## Start

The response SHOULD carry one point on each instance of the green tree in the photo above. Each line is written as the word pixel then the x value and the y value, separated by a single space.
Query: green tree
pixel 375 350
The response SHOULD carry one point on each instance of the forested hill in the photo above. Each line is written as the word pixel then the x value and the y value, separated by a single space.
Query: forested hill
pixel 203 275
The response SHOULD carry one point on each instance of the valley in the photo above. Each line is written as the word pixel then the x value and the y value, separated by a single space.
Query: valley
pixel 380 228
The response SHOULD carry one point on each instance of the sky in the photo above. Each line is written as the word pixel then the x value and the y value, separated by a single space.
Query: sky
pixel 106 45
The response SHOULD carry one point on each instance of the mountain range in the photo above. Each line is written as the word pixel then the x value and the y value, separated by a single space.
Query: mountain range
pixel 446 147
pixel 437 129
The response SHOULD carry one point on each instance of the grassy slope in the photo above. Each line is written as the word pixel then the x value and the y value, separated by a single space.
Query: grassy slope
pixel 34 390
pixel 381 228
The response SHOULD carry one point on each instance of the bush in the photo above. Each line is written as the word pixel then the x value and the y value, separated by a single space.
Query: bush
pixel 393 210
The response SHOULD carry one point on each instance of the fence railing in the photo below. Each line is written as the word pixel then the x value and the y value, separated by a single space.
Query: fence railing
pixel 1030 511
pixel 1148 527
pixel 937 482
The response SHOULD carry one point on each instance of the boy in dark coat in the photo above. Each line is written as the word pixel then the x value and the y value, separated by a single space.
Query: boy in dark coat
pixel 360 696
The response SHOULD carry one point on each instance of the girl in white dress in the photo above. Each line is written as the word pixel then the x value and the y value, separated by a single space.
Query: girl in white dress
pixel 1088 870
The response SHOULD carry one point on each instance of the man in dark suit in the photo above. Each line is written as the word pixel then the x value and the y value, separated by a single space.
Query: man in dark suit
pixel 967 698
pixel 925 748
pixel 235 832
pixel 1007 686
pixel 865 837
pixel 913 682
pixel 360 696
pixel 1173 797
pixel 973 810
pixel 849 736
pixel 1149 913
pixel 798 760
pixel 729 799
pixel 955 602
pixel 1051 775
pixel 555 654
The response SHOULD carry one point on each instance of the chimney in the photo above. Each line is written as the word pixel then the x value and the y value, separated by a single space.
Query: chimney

## End

▶ REQUIREMENTS: Rewrite the rows from the line with "of the chimney" through the end of the rows, replacing "chimney" with "smokestack" and leaving everything else the same.

▶ FINISHED TASK:
The response SHOULD carry one point on each instance of the smokestack in the photo above. Each line is written as the word pixel then the x value and the y value, separated by a single space.
Query: smokestack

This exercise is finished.